Problem details: Count the lines in the rows below that contain the word "display", treating uppercase and lowercase letters as different, and reply with only the number.

#### Data in this exercise

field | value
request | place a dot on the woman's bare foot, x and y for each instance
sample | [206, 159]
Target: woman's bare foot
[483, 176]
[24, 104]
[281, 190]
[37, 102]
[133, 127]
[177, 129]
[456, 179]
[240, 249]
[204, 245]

########
#### Data in this exercise

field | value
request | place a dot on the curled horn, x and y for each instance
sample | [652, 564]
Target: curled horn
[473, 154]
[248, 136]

########
#### Data in this exercise

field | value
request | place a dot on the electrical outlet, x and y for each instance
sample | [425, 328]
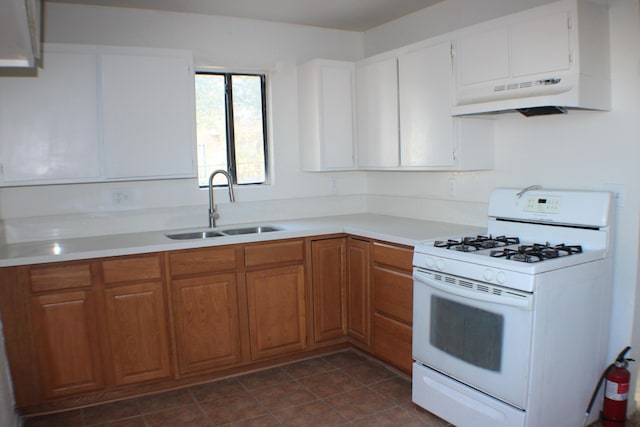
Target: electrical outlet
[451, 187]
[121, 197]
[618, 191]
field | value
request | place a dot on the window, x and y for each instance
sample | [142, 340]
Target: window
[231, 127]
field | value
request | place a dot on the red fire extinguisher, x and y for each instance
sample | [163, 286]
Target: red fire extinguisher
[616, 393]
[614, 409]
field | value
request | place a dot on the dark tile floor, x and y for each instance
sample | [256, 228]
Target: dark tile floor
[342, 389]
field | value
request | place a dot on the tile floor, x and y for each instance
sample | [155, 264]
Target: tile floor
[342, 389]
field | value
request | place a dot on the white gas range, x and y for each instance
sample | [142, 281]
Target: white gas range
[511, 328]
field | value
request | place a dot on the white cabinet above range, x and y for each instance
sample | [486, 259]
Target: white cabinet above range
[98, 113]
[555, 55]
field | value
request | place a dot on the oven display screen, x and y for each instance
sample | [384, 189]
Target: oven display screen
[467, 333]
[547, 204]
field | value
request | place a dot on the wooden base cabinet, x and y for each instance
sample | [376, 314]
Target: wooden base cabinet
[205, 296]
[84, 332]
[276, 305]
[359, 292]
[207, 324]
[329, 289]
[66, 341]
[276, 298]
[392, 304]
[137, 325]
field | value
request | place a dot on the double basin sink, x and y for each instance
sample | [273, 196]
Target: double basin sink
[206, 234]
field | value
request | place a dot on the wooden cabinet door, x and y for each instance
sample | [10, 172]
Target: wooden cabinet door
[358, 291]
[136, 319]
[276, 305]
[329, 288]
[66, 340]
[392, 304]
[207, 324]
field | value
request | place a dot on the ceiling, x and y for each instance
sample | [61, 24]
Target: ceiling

########

The reply: 2